** BEGIN **

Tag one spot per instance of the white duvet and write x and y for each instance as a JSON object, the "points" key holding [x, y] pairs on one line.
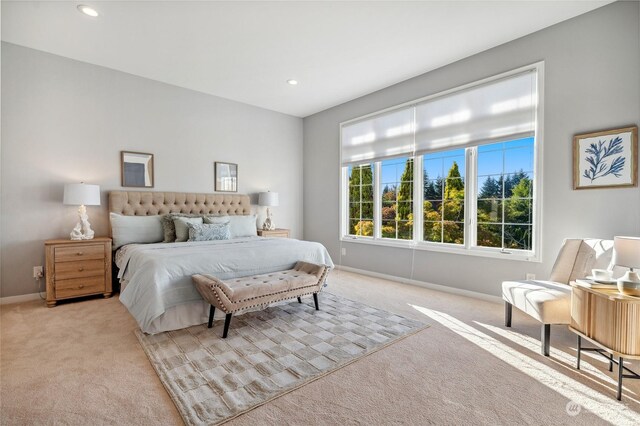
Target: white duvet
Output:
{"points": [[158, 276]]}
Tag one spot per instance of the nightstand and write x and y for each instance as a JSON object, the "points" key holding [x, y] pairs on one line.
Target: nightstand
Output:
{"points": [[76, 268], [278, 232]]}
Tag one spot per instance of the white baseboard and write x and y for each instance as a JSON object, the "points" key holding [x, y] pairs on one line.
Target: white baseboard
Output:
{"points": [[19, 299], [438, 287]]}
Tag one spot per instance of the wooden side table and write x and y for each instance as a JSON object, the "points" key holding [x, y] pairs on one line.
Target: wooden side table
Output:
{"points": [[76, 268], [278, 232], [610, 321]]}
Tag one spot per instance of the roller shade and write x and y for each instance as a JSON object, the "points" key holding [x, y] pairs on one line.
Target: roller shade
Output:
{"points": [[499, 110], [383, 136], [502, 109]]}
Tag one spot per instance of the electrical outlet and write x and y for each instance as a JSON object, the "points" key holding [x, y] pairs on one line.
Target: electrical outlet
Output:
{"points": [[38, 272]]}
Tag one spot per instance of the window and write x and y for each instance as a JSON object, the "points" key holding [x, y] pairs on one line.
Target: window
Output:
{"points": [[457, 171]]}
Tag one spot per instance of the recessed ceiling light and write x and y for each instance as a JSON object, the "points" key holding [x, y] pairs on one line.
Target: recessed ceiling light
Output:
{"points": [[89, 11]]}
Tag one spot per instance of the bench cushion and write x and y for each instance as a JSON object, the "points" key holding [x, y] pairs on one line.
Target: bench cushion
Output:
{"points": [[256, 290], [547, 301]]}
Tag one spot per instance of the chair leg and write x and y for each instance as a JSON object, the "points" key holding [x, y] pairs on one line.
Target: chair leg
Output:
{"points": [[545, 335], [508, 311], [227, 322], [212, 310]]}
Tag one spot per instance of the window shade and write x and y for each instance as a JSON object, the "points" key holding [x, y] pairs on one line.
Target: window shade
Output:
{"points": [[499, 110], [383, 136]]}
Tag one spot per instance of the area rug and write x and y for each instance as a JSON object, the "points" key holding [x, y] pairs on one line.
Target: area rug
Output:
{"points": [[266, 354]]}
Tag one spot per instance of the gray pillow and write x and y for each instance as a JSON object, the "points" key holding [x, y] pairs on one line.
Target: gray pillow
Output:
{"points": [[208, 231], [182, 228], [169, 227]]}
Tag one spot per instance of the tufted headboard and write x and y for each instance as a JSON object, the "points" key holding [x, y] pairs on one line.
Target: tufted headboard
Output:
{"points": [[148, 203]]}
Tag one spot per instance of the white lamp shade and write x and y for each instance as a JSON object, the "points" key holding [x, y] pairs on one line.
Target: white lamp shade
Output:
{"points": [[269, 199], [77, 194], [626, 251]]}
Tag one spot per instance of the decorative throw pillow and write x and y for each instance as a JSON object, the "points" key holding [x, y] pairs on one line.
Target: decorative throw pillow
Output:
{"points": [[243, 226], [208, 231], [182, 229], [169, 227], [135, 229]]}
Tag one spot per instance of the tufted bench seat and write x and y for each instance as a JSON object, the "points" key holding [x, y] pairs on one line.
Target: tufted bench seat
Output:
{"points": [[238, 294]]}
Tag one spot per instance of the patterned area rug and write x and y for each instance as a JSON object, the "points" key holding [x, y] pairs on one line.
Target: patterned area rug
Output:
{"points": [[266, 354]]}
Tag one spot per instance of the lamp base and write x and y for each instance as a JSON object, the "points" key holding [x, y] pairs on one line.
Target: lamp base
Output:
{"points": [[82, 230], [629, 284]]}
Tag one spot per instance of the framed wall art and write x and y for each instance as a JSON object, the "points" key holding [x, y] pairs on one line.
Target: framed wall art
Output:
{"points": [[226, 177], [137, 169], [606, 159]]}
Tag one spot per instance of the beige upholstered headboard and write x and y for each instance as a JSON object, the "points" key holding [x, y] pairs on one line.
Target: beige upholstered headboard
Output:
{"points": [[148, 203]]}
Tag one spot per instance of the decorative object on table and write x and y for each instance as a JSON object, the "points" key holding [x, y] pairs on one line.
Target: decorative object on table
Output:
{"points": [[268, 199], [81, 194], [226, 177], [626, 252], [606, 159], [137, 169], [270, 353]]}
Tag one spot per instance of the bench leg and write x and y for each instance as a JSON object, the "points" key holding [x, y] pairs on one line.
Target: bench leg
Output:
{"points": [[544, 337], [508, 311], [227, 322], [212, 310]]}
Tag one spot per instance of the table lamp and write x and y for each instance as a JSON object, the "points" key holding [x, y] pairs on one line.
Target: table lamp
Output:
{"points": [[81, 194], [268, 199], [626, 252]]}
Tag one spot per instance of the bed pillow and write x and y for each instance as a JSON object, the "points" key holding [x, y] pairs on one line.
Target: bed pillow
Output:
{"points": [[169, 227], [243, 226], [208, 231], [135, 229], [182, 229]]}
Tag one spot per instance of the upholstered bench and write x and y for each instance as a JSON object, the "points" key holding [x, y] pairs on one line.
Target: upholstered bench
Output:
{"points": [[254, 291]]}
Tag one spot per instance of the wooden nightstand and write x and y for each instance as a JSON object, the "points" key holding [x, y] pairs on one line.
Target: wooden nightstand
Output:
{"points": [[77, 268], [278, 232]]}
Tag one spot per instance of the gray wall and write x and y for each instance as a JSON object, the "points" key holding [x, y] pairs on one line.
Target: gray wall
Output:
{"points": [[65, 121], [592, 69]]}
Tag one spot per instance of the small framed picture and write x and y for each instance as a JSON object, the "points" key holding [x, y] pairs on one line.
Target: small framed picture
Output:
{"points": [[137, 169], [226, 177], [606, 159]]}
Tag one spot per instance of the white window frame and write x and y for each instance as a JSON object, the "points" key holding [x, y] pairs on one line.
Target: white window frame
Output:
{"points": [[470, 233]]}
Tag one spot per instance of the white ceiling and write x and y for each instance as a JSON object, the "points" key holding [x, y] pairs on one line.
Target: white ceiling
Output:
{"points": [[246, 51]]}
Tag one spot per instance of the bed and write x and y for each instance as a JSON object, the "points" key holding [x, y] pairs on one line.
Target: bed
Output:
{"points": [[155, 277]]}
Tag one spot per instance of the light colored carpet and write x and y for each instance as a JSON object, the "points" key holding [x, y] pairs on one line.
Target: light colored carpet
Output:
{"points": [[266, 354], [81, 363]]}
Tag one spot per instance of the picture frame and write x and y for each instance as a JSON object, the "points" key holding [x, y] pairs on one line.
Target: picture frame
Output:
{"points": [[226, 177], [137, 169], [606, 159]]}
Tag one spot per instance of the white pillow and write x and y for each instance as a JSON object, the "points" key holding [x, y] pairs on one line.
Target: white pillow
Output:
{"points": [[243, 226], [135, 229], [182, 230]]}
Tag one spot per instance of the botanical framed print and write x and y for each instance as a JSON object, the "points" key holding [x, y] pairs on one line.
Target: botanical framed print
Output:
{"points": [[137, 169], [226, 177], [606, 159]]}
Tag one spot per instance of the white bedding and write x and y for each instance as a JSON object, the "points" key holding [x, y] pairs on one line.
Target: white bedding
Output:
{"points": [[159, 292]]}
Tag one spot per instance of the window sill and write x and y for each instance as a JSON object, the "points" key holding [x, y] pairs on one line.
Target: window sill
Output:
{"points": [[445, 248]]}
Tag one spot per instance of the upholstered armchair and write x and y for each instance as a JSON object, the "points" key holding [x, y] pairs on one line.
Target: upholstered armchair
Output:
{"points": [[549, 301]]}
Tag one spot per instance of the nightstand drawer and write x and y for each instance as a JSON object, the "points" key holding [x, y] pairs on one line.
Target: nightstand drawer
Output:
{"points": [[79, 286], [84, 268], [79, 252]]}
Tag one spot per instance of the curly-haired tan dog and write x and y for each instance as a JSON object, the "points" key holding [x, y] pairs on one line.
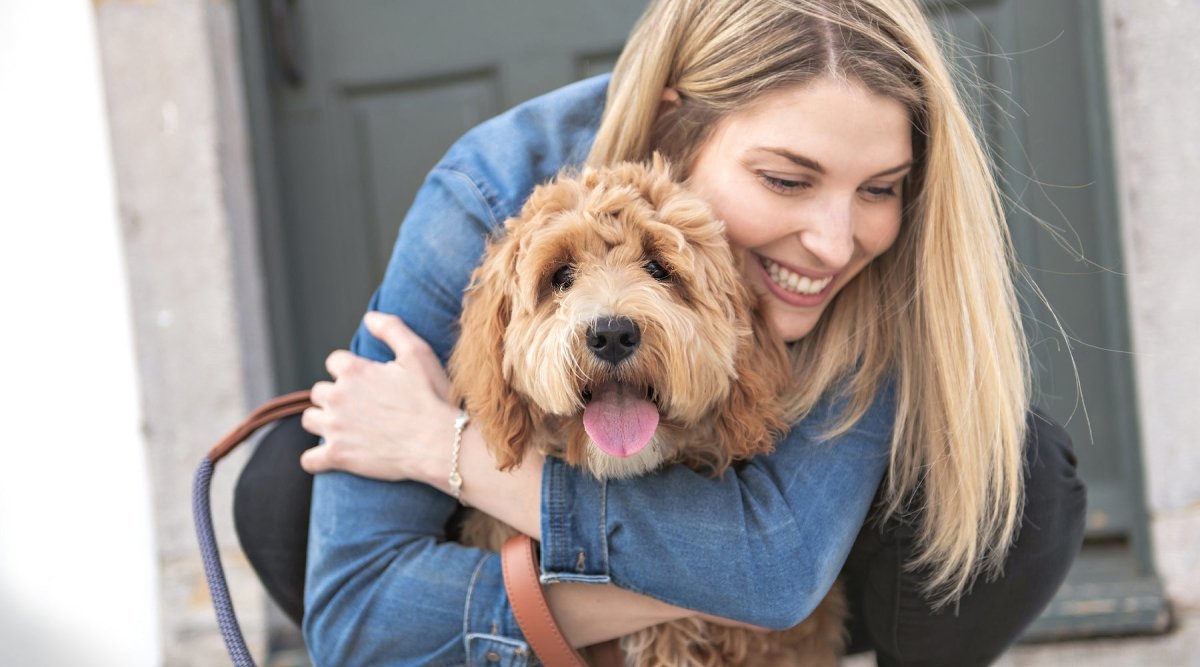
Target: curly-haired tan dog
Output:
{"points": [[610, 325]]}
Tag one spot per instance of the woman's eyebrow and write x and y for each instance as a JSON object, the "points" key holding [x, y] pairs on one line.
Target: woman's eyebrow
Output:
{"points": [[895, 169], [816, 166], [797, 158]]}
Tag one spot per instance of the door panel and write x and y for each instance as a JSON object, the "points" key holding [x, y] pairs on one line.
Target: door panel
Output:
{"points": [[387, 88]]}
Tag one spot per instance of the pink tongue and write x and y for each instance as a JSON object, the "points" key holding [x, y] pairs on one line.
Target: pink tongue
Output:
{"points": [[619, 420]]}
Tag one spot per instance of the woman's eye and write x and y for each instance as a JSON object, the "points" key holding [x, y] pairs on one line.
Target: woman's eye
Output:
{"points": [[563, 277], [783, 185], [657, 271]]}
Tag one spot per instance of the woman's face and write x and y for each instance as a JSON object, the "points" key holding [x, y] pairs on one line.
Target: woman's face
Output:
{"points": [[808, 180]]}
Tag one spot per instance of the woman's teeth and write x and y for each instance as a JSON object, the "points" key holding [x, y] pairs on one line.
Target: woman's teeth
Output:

** END **

TASK: Retype exactly, please, the span from the line holding "Tag one spot per instance of the upholstered armchair" through the closing line of the data, both ends included, without the pictures.

THE RESULT:
Tag one spot per instance of the upholstered armchair and write x and y for each instance as a JSON object, the "points" key holding [x, y] pairs on one line.
Target: upholstered armchair
Output:
{"points": [[549, 301]]}
Tag one spot per instance of the nightstand drawer and write x and y for each instance as a JSON object, the "points" key holding [x, y] pairs on one line.
Target: nightstand drawer
Output:
{"points": [[79, 286], [84, 268], [79, 252]]}
Tag one spot per instance of the curly-haired tan dog and write x and y for each instance as a JSON object, the "points" key holding [x, y] pairs on one line.
Target: curly-haired tan dog
Output:
{"points": [[610, 325]]}
Tag one spot per instance of the woman's eyebrow and write x and y for each instance as a JSON object, the "points" key holding [x, y] pairs on one line.
Target: woman's eyebrow
Output:
{"points": [[895, 169], [816, 166], [797, 158]]}
Tag one spot per instance of the door panel and write x and y for each instance as a JSON object, the "points" key holding [x, y] pairs on one line.
Target: door panel
Output:
{"points": [[387, 88]]}
Tag one spot per instance of the pink tongue and write x and y for each instance as a JSON object, the "points" key holding [x, y] pairs on one line.
Target: pink tongue
Output:
{"points": [[619, 420]]}
Tag one spot per instance of the woman's eye and write x and y for each instance as a JSON object, the "points" key holding [x, y] pairs on one line.
Target: woman's eye
Output:
{"points": [[563, 277], [783, 185], [657, 271]]}
Tag one spot per instance of the woman's face and write x and y for each instance as a JSON object, the "points" key holding [x, y] pairs on one line.
Target: woman's face
Output:
{"points": [[808, 180]]}
Tag one spot per instance of the woman's teeth and write x and y for each instance as a JSON object, the "points" key holding [x, y] pairs on one line.
Target: woman's teeth
Output:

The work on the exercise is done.